## [RECORDS SHOWN]
━━━━━━━━

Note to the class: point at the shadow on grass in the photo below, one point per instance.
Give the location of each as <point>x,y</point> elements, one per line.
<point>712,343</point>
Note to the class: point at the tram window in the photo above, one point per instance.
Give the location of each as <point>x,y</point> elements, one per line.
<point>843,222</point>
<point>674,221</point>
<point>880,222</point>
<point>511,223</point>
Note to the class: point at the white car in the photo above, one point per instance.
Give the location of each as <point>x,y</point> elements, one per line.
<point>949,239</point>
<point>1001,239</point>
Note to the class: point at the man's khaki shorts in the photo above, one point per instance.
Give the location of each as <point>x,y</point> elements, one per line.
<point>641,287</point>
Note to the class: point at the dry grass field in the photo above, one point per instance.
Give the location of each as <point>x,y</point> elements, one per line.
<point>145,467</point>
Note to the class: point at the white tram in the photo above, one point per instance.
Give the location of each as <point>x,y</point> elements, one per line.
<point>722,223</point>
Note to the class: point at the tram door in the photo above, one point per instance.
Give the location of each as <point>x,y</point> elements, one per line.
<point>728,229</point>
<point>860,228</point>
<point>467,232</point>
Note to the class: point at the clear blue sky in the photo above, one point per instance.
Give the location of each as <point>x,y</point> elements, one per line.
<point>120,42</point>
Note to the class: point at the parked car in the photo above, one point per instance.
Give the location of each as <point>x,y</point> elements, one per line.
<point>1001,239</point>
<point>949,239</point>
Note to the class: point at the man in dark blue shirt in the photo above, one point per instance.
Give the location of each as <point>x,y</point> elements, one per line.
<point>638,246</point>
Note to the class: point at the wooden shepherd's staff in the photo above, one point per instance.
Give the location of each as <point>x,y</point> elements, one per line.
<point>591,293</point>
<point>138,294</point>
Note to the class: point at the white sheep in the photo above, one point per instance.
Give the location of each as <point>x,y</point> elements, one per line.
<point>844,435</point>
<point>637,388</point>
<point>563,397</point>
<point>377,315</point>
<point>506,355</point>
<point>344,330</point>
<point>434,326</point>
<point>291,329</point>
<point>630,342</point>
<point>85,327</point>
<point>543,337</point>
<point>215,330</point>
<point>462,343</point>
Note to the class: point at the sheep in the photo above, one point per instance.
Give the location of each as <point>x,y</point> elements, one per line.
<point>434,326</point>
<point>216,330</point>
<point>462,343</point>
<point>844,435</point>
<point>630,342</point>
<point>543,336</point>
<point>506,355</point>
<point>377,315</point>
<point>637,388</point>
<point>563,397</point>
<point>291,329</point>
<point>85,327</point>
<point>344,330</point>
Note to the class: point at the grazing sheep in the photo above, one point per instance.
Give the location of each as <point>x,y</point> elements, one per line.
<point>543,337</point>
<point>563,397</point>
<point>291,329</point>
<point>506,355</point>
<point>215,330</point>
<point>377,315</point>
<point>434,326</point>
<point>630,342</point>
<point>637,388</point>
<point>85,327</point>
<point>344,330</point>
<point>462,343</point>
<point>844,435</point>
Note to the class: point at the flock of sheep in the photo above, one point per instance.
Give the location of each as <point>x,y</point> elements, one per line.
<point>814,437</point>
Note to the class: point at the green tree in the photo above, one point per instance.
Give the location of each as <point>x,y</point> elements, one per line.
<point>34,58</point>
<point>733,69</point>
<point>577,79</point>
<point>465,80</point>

━━━━━━━━

## [ACTIVITY]
The whole of the data above must be given again, unaltered and complete.

## [EXERCISE ANSWER]
Note to the class: point at the shadow on grass in the photo below, one point per instance.
Give the location of each as <point>x,y</point> elements, one per line.
<point>712,343</point>
Note to the class: point at the tram window in the photo above, one point per instance.
Give the location of each as <point>x,y</point> elements, one per line.
<point>843,222</point>
<point>674,221</point>
<point>880,222</point>
<point>511,223</point>
Note to the class: point at the white car in the photo above, one point per instance.
Give the location of each as <point>x,y</point> elements, one per line.
<point>949,239</point>
<point>1001,239</point>
Note to the class: point at the man's khaki shorts in the photo above, one point per instance.
Give the location of each as <point>x,y</point> elements, one per line.
<point>641,287</point>
Note to the class: point at the dry grass field in the photo above, one point per instance.
Give the location of each as <point>x,y</point> elements, one per line.
<point>145,467</point>
Note to the class: point at the white tram in the photo above, one point per instance.
Give the location of each as <point>x,y</point> elements, one per line.
<point>722,223</point>
Note to the class: point at the tram door in the photo above, one point per instance.
Give the location of each as <point>x,y</point> elements, one per line.
<point>728,229</point>
<point>860,228</point>
<point>467,232</point>
Note to the class: point at the clear blue sky in the photo above, one point per instance.
Give the location of each as <point>x,y</point> elements, one per line.
<point>120,42</point>
Note to the class: point at the parked car in the photo above, one point per instance.
Give the location of each as <point>x,y</point> elements, one per line.
<point>1001,239</point>
<point>949,239</point>
Note to the class: point at the man in dark blue shirt in the photo above, one point per instance.
Give the location of each as <point>x,y</point> elements, one per line.
<point>638,246</point>
Note to the class: point at the wooden shepherd's staff in the photo above, one point per instance.
Give the location of each as <point>x,y</point> elements, one per line.
<point>591,293</point>
<point>138,294</point>
Note to the class: point at the white sheep in the photo above, one point per instance.
Give the location of each as <point>x,y</point> elements, one per line.
<point>844,435</point>
<point>637,388</point>
<point>563,397</point>
<point>377,315</point>
<point>506,355</point>
<point>344,330</point>
<point>434,326</point>
<point>291,329</point>
<point>630,342</point>
<point>85,327</point>
<point>543,337</point>
<point>215,330</point>
<point>462,343</point>
Note to the class: point at the sheep in the photo above, one point per instance.
Give the location of each as <point>x,y</point> elements, one per line.
<point>434,326</point>
<point>216,330</point>
<point>462,343</point>
<point>844,435</point>
<point>630,342</point>
<point>543,336</point>
<point>506,355</point>
<point>377,315</point>
<point>637,388</point>
<point>563,397</point>
<point>291,329</point>
<point>85,327</point>
<point>344,330</point>
Note to the class: point at the grazing sheep in the photo above, one point per instance.
Give the location of each as <point>x,y</point> elements, one per line.
<point>543,337</point>
<point>563,397</point>
<point>291,329</point>
<point>506,355</point>
<point>215,330</point>
<point>377,315</point>
<point>434,326</point>
<point>630,342</point>
<point>637,388</point>
<point>85,327</point>
<point>344,330</point>
<point>462,343</point>
<point>844,435</point>
Note to the class: point at the flock of sheep in the photo above, one point per instance.
Give the location of each as <point>x,y</point> elements, one per line.
<point>814,437</point>
Note to the class: point at the green tree in the photo above, one point per instance.
Give the location of each as <point>x,y</point> elements, one per line.
<point>34,58</point>
<point>733,69</point>
<point>577,79</point>
<point>465,80</point>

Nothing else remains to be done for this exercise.